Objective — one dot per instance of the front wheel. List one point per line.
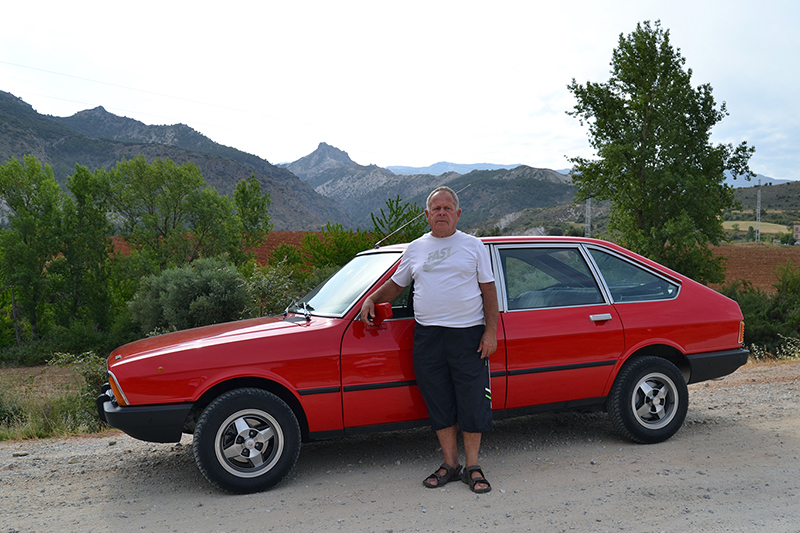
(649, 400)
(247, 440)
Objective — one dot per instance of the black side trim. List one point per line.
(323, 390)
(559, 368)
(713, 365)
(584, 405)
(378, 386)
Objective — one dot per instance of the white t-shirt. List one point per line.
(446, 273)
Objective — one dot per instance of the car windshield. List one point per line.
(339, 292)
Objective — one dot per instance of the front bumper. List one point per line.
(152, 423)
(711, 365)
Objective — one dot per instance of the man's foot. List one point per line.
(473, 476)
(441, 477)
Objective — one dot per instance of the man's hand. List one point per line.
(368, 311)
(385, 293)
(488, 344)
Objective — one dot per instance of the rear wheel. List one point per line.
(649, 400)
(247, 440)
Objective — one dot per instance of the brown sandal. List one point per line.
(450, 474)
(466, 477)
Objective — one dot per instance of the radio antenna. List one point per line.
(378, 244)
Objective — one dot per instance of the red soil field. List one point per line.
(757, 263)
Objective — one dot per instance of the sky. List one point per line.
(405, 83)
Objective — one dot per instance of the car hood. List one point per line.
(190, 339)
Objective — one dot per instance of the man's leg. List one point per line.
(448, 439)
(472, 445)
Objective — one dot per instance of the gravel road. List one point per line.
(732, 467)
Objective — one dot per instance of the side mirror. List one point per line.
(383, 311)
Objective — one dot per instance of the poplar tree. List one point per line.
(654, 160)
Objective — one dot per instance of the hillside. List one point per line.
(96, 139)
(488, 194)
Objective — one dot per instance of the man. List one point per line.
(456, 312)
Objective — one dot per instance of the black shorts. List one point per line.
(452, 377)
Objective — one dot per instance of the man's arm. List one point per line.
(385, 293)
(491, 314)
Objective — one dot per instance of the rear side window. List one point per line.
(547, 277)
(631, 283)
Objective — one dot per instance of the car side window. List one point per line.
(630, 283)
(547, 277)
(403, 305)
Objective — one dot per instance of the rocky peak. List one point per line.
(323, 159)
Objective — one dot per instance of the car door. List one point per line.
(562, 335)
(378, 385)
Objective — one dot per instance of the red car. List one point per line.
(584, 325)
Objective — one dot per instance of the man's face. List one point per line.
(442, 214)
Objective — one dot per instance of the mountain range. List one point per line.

- **TASK ITEM**: Copy out all the records exactly, excluding pictures.

- **RESULT OF THIS EXERCISE**:
Objective — one dot per instance of the front wheel. List one point per line.
(649, 400)
(247, 440)
Objective — one dot per instance of the black side trim. List one point per line.
(323, 390)
(559, 368)
(713, 365)
(584, 405)
(378, 386)
Objective — one dot per instance of the white t-shirt. List one point per line.
(446, 273)
Objective — one dot per instance of the car windshield. List one point per line.
(339, 292)
Objective — one dot per instance of the front bumper. List one point per line.
(152, 423)
(711, 365)
Objective — one dot per instance of the man's foot. List one point per line.
(473, 476)
(441, 477)
Objective — one dot per instance of the man's hand. List one point per line.
(368, 311)
(385, 293)
(488, 344)
Objective — one dot per instance of the rear wheel. List one point per line.
(649, 400)
(247, 440)
Objective — one dot per instance of the brown sandal. List one point per line.
(450, 474)
(466, 477)
Objective — one dot per instance of the radio antenna. List one point per line.
(378, 244)
Objective — one dot per instance of the red soil field. List one point per line.
(757, 263)
Objective — one dot per instance of the sky. List one point per line.
(405, 83)
Objective — one dot per instance of the car hood. List one point per line.
(190, 339)
Objective — one dot per instance of the man's leg. List one point per line.
(448, 439)
(472, 445)
Objective — one dot per instance of the gravel road. List one point per line.
(732, 467)
Objective — one dot per instance of the side mirror. List one point per line.
(383, 311)
Objective — one dot per instance of the poplar tree. List one point per line.
(654, 160)
Objective — one dot per instance of the hillside. List one point per line.
(96, 139)
(488, 194)
Objective — one dot per instance of the man. List one point per line.
(456, 312)
Objective — one dot per instance of the black shorts. List one point per line.
(452, 377)
Objective — one dot per instance of the man's arm. List one point per line.
(385, 293)
(491, 314)
Objective — one dot per instance of the rear side window. List one point per line.
(547, 277)
(631, 283)
Objective — one dot per instance of the car side window. List one point per line.
(630, 283)
(547, 277)
(403, 305)
Objective — one dot per instance of the rocky peak. List one point per line.
(323, 159)
Objective — one dot per instance of the car door. List one point per line.
(562, 335)
(378, 385)
Objective — one dot per instance of the red car. List one point per line.
(584, 325)
Objective — one dot per instance of the man's face. List one point per line.
(442, 214)
Objective — one dot per instance of the mountain range. List one point per line.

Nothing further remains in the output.